▶ _AIM_
Rewrite everything from the start of the material down to the line containing "point(64, 64)", inclusive, as a JSON list of strings with one string per line and no blank lines.

┌─ DATA ENTRIES

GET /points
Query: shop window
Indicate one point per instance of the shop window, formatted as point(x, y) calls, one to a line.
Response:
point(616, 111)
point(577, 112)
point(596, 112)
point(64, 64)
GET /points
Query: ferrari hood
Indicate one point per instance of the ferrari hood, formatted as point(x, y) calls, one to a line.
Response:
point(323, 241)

└─

▶ _OUTPUT OF THE EXERCISE_
[
  "GET /points",
  "Query: shop window",
  "Indicate one point per instance of the shop window, formatted as point(x, y) calls, one to a line.",
  "Response:",
  "point(616, 111)",
  "point(577, 112)",
  "point(596, 112)",
  "point(64, 64)"
]